++++ Excerpt provided
Frequency over capacity & more passengers – Step 4
Within months of differential timings, the airline increased frequency between Almaty and New Delhi to five times a week! The trade-off? From A320s to a mix of E-190 and A320, the sector moved to E-190 completely. So the per flight capacity was lower than earlier, but it offered an opportunity to have multiple frequencies spread out, offering more choice to potential passengers.
This was also the time when carriers from the region Turkmenistan Airlines and Uzbekistan Airways had started making a beeline to India and competition was increasing. This continued with the airline operating a mix of A320s and E-190s depending on the load profile, timings, etc. It was now time to expand the market but how?
The airline had few options in such times – it was already catering to connections from Kazakhstan to India, funnelling it via Almaty, but what happens to the passengers who go beyond New Delhi? There comes the code-share with Air India. Both airlines entered into a code-share which covered most major cities in India. This was in 2014!
Trigger to launch new route – Step 5
For a country which shifted its capital city and named its national airline to popularize that city, it was time Air Astana would launch flights from Astana to all major cities in its network! And while the airline indeed had started doing the same, Delhi happened in 2017. It takes months of efforts to launch a new route, unless you are flying on a route like Delhi – London where there already is a sizable traffic and you just need to pounce on it.
++++++++
++++ Extracted entries
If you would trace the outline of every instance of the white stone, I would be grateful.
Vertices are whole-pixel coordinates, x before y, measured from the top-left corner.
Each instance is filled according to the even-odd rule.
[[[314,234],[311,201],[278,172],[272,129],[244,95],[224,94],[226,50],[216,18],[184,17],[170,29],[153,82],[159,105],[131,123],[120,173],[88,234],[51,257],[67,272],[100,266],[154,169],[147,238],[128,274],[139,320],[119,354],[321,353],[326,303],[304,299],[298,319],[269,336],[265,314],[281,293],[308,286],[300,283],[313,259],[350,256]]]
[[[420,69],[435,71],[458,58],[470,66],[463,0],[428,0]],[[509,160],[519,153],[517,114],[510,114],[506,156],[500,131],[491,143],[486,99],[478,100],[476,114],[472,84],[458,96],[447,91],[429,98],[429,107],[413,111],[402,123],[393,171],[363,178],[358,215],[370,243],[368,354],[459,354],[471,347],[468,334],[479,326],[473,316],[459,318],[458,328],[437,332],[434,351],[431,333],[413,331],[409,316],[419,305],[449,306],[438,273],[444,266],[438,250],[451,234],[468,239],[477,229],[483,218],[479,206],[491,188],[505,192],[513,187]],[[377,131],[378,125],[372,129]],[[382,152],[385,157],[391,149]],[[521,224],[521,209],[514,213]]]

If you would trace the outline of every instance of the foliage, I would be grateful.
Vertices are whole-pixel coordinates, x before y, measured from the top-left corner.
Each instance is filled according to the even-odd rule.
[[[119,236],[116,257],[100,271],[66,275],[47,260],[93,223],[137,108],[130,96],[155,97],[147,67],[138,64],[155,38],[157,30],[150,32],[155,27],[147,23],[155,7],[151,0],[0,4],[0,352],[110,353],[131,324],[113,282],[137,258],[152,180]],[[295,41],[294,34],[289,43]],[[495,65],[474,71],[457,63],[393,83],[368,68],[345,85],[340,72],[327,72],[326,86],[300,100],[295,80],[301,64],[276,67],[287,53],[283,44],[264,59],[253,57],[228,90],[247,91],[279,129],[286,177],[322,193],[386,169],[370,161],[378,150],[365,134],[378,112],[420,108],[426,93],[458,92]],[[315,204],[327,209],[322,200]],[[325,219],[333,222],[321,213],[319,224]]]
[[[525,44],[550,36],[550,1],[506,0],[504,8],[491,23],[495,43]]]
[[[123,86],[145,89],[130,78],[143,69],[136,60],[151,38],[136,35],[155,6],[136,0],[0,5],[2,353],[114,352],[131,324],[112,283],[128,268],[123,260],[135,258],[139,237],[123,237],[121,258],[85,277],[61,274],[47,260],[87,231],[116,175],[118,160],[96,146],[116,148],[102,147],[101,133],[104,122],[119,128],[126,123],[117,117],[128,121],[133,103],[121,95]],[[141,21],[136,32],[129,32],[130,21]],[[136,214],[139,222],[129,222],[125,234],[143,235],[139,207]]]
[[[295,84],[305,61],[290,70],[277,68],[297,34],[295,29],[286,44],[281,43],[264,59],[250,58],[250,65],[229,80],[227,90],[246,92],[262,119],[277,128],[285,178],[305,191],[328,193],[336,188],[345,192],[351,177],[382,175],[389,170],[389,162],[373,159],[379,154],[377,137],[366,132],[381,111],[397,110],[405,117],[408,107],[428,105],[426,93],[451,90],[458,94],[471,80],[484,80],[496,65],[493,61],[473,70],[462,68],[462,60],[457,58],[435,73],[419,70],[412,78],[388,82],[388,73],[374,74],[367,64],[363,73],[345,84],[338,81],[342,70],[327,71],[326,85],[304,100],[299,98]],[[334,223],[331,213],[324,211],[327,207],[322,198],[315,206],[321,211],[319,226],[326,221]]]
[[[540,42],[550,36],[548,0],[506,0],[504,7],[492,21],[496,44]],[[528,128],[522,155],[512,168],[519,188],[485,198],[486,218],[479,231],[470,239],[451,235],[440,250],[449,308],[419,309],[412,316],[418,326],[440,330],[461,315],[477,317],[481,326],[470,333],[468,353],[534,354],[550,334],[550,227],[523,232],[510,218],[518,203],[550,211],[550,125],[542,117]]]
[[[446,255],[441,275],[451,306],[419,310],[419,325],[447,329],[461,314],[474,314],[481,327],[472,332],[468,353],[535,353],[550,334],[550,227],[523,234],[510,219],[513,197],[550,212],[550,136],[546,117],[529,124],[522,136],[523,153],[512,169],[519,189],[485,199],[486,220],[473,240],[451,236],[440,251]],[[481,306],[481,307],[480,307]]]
++++++++
== Activities ==
[a] Echo the Air Astana excerpt starting at "This was also" and ending at "market but how?".
[b] Answer these questions from the Air Astana excerpt:
(i) How many times a week did the airline come to fly between Almaty and New Delhi?
(ii) Which airline did it enter a code-share with, and in what year?
(iii) In what year did Delhi get flights from Astana?

== Task-by-task answers ==
[a]
This was also the time when carriers from the region Turkmenistan Airlines and Uzbekistan Airways had started making a beeline to India and competition was increasing. This continued with the airline operating a mix of A320s and E-190s depending on the load profile, timings, etc. It was now time to expand the market but how?

[b]
(i) Five times a week.
(ii) Air India, in 2014.
(iii) 2017.